WHAT YOU SHOULD DO:
Give the entries again exactly. Skip the pictures.

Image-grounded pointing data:
-*-

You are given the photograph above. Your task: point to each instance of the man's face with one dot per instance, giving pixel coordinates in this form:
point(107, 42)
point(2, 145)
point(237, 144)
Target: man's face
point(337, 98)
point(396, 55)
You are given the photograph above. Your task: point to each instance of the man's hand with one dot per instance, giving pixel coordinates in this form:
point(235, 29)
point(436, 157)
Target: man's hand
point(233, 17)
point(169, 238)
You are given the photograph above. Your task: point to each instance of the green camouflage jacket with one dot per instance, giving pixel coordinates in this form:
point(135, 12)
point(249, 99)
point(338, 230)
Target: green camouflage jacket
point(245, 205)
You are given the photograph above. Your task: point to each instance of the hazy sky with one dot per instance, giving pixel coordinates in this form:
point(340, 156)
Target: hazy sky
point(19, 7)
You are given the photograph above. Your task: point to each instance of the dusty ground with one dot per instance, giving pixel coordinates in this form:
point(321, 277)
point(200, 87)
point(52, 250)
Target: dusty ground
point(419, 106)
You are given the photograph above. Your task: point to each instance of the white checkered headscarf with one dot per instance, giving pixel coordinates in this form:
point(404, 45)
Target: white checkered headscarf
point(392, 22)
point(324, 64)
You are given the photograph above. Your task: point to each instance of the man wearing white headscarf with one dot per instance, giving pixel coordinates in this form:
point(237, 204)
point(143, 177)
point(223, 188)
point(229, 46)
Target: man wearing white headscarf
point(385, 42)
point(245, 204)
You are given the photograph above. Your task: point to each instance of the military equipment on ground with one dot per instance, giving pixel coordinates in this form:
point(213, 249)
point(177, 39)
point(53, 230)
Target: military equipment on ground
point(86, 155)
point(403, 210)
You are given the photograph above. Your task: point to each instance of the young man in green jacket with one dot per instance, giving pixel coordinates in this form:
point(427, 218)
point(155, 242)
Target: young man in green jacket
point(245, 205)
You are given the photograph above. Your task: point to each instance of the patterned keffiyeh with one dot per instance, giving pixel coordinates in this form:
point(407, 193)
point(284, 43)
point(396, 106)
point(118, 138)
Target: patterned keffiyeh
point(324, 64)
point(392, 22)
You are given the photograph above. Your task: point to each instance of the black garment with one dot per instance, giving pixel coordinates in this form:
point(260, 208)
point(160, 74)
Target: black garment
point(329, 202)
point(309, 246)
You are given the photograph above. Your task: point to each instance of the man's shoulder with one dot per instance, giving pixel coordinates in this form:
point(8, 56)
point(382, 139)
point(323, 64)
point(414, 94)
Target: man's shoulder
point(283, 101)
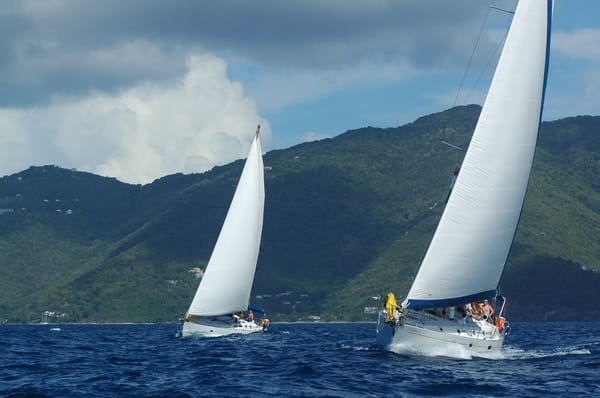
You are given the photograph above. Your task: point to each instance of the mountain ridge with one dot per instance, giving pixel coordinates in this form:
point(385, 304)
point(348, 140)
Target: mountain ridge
point(346, 219)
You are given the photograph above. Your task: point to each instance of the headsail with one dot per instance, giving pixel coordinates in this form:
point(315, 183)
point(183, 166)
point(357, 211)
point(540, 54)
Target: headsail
point(468, 252)
point(227, 282)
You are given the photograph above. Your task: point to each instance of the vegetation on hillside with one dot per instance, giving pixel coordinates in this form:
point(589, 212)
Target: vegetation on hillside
point(346, 220)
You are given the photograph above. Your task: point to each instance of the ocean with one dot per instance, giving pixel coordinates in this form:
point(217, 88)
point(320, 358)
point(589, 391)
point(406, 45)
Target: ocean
point(289, 360)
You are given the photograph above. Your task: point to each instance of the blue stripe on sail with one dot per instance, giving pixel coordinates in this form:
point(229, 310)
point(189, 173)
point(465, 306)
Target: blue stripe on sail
point(449, 302)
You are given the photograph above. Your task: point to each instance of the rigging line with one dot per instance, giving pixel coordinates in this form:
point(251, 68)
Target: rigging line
point(487, 66)
point(493, 56)
point(471, 58)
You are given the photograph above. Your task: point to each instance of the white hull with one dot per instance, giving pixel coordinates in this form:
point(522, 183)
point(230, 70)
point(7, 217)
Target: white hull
point(419, 332)
point(218, 326)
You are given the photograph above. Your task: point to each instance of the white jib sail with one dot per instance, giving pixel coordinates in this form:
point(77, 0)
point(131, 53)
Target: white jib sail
point(469, 249)
point(227, 282)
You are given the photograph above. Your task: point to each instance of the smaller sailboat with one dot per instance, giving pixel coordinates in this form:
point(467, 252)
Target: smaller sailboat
point(449, 304)
point(220, 305)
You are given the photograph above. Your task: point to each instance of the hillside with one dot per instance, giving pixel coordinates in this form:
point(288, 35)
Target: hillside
point(346, 220)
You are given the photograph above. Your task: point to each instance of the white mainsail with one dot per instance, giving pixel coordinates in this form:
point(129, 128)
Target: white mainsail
point(227, 282)
point(468, 252)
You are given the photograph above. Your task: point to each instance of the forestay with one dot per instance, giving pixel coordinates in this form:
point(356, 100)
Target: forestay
point(227, 282)
point(466, 257)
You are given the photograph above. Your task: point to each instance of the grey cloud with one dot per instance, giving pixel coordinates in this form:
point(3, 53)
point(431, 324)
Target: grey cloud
point(55, 48)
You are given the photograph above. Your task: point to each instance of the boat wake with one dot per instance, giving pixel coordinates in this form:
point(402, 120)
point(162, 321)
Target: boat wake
point(454, 351)
point(506, 353)
point(513, 353)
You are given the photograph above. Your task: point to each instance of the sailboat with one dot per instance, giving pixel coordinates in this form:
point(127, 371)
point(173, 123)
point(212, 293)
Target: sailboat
point(223, 294)
point(461, 270)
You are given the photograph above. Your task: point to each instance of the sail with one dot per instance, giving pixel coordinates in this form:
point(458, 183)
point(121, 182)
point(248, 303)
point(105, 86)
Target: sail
point(468, 252)
point(227, 282)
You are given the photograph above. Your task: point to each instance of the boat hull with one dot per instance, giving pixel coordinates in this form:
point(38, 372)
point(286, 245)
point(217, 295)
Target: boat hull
point(216, 327)
point(432, 335)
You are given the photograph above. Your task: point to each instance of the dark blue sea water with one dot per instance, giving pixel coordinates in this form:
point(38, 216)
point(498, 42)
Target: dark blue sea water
point(290, 360)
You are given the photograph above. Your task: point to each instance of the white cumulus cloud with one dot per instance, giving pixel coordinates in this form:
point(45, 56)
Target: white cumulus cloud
point(141, 133)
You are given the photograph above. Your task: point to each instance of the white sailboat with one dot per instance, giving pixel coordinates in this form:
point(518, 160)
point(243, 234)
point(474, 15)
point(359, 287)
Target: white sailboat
point(466, 257)
point(222, 297)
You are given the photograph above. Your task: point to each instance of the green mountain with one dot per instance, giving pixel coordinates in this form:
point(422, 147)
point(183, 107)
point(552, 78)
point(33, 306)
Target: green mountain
point(346, 220)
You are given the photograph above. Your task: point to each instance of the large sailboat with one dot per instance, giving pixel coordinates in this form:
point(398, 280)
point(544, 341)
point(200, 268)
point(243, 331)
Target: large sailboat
point(220, 305)
point(451, 301)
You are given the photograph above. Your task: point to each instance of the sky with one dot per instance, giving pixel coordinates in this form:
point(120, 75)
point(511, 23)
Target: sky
point(141, 89)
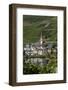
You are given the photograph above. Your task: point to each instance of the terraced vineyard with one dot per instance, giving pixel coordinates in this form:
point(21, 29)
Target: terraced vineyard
point(33, 26)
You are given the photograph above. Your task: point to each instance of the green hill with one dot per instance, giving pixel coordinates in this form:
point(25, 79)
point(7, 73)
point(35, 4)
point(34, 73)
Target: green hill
point(34, 25)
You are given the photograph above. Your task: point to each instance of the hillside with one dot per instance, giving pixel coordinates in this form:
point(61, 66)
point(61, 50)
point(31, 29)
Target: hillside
point(34, 25)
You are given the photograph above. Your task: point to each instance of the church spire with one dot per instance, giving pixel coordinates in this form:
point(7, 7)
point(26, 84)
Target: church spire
point(41, 39)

-*-

RESULT BELOW:
You are given the photograph above. Your task: point to each instance of the man's face with one dot per instance, giving pixel coordinates in this form:
point(107, 42)
point(2, 145)
point(237, 144)
Target: man's face
point(337, 98)
point(396, 55)
You are given the photograph above. Your task: point to each instance of the man's hand with one dot per instance, giving pixel coordinates in this form:
point(235, 29)
point(436, 157)
Target: man's hand
point(233, 17)
point(169, 238)
You are given the photograph above. Your task: point to each instance of the green camouflage jacket with one dot per instance, giving pixel coordinates in this form:
point(135, 12)
point(249, 99)
point(338, 230)
Target: green camouflage jacket
point(245, 205)
You are given the photograph above. Your task: point to each instance of the hazy sky with one dot per instance, giving pixel coordinates in this form:
point(340, 156)
Target: hazy sky
point(19, 7)
You are given the photograph above. Your task: point to each instance of the dusty ground with one dot per instance, giving pixel coordinates in this form:
point(321, 277)
point(200, 87)
point(52, 250)
Target: dusty ground
point(419, 106)
You are given the photograph above. Your task: point to each instance of the white checkered headscarf with one dot per instance, giving pixel coordinates in this form:
point(404, 45)
Target: white checkered headscarf
point(392, 22)
point(324, 64)
You are given the photograph above. Your task: point to each instance of the man wearing white headscarf with one dot per instance, giving pixel coordinates in this form:
point(237, 204)
point(143, 177)
point(223, 188)
point(229, 46)
Target: man wearing white headscarf
point(385, 42)
point(245, 204)
You are given the photograph above. Your task: point to each instance of the military equipment on ground with one dot per instance, giving pixel coordinates in this form:
point(213, 249)
point(177, 39)
point(53, 230)
Target: military equipment on ground
point(86, 155)
point(403, 210)
You are given the photograph above. Your task: point to each instance of the young man in green jacket with one dot per instance, giving pixel coordinates in this form:
point(427, 218)
point(155, 242)
Target: young man in green jacket
point(245, 205)
You are given the photograph above. Your task: point to each instance of the patterned keffiyeh with one dot per instance, giving pixel coordinates in this form:
point(407, 193)
point(284, 43)
point(396, 106)
point(118, 138)
Target: patterned keffiyeh
point(324, 64)
point(392, 22)
You are given the photograph above. Your task: point to each instance of the black garment with one dot per instance, giving pixel coordinates in this form:
point(260, 208)
point(160, 74)
Target: black garment
point(329, 202)
point(309, 246)
You are given the photograph above. Your task: point to each instance of the man's shoulder with one dot per instance, giving pixel coordinates in this form:
point(8, 56)
point(382, 139)
point(323, 64)
point(414, 94)
Target: man's shoulder
point(283, 101)
You are given the photograph above. Your task: point to each instance of the mountain ridge with one dot per instance, giving pixel coordinates in this form:
point(385, 304)
point(348, 140)
Target: mountain ridge
point(346, 219)
You are given the photograph above. Your task: point to each instance of the headsail with one dot per instance, giving pixel coordinates in this form:
point(315, 183)
point(183, 166)
point(357, 211)
point(540, 54)
Target: headsail
point(468, 252)
point(227, 282)
You are given the photograph above. Your task: point to each instance of the vegetation on hillside with one dot per instance, giving pixel coordinates in this form:
point(589, 212)
Target: vegetation on hillside
point(346, 220)
You are given the photograph above. Your task: point to each instance of the ocean with one dot per instance, giving pixel coordinates in this form:
point(217, 88)
point(320, 358)
point(589, 391)
point(406, 45)
Target: ocean
point(289, 360)
You are given the photograph above. Your task: point to each instance of the blue stripe on sail with one dot per instance, giving pixel coordinates in this form:
point(229, 310)
point(189, 173)
point(465, 306)
Target: blue stripe on sail
point(449, 302)
You are given the photograph above. Your task: point to each instance of the rigging line with one dot per instance, giving pixel coordinates in this form:
point(251, 68)
Target: rigging line
point(487, 66)
point(493, 56)
point(471, 58)
You are given the photograph above. Your task: point to each instance of the white hull with one dot per instance, giving pixel coordinates in this form:
point(522, 183)
point(230, 70)
point(7, 217)
Target: white hull
point(419, 332)
point(218, 326)
You are given the photograph above. Your task: point to each instance of the white jib sail with one dot per instance, giving pixel coordinates in this form:
point(77, 0)
point(131, 53)
Target: white jib sail
point(469, 249)
point(227, 282)
You are given the photograph above. Your task: point to each instance of the smaller sailboat with one dot per instance, giving pixel coordinates in this form:
point(467, 252)
Target: smaller sailboat
point(449, 304)
point(220, 305)
You are given the photograph above. Your task: point to each instance of the hillside with one dot per instance, giving pixel coordinates in this form:
point(288, 35)
Target: hillside
point(346, 220)
You are given the photograph above. Your task: point to each instance of the white mainsail with one dot per instance, giving pixel coordinates in this form:
point(129, 128)
Target: white mainsail
point(227, 282)
point(468, 252)
You are given the photograph above. Your task: point to each instance of the forestay with one dot per instance, giving pixel coordinates in this form:
point(356, 100)
Target: forestay
point(227, 282)
point(466, 257)
You are given the photograph above. Your task: point to each instance of the grey cloud with one dot per instance, giving pixel coordinates in this form:
point(3, 53)
point(431, 324)
Target: grey cloud
point(55, 48)
You are given the photograph above. Your task: point to each instance of the boat wake with one dot per instance, giving pixel coordinates in this form:
point(402, 120)
point(162, 321)
Target: boat wake
point(454, 351)
point(506, 353)
point(513, 353)
You are given the photograph above. Your task: point to each instance of the sailboat with one dot per instance, giving pixel coordinates in this form:
point(127, 371)
point(173, 123)
point(212, 293)
Target: sailboat
point(223, 294)
point(461, 270)
You are given the photograph above. Your task: point to each instance of the sail with one dot per instance, giving pixel coordinates in this form:
point(458, 183)
point(121, 182)
point(248, 303)
point(105, 86)
Target: sail
point(468, 252)
point(227, 282)
You are given the photograph above. Your task: point to each instance of the boat hull with one dot per instance, giving pixel coordinates in this form:
point(38, 372)
point(286, 245)
point(217, 295)
Target: boat hull
point(216, 327)
point(432, 335)
You are given the photograph above. Your task: point to each instance of the dark blue sea water with one dot per instance, giving pixel coordinates in this form:
point(38, 216)
point(498, 42)
Target: dark blue sea water
point(290, 360)
You are given the photograph above. Your task: point to each instance of the white cumulus cloud with one dot per instance, giving pixel coordinates in this form:
point(45, 56)
Target: white cumulus cloud
point(141, 133)
You are given the photograph above. Your task: point to each instance of the white sailboat with one dot per instance, giving pixel coordinates in this form:
point(518, 160)
point(243, 234)
point(474, 15)
point(359, 287)
Target: white sailboat
point(466, 257)
point(222, 297)
You are given the photograph above. Your task: point to each instance of the green mountain with one dot per instance, giving pixel coordinates in this form:
point(422, 147)
point(183, 107)
point(552, 78)
point(33, 306)
Target: green mountain
point(346, 220)
You are given the photograph above. Your task: point to each instance of the large sailboat with one dot per instance, giving pixel coordinates in this form:
point(398, 280)
point(544, 341)
point(200, 268)
point(243, 331)
Target: large sailboat
point(220, 305)
point(451, 301)
You are given the photograph above. Your task: point to each instance of the sky with one dot per instance, giving pixel coordinates in this form:
point(120, 75)
point(511, 23)
Target: sky
point(141, 89)
You are given the photograph above. Your task: point to each instance of the terraced vineyard with one dot per instance, giving pixel coordinates in this form:
point(21, 29)
Target: terraced vineyard
point(33, 26)
You are given the photograph above. Your task: point to each instance of the green hill with one dot per instance, giving pixel coordinates in this form:
point(25, 79)
point(7, 73)
point(35, 4)
point(34, 73)
Target: green hill
point(34, 25)
You are given the photograph above. Your task: point to each instance of the hillside with one dot per instance, giving pixel coordinates in this form:
point(61, 66)
point(61, 50)
point(31, 29)
Target: hillside
point(34, 25)
You are given the photograph above. Your task: point to each instance of the church spire with one dot per instance, giving pixel coordinates in this form:
point(7, 7)
point(26, 84)
Target: church spire
point(41, 39)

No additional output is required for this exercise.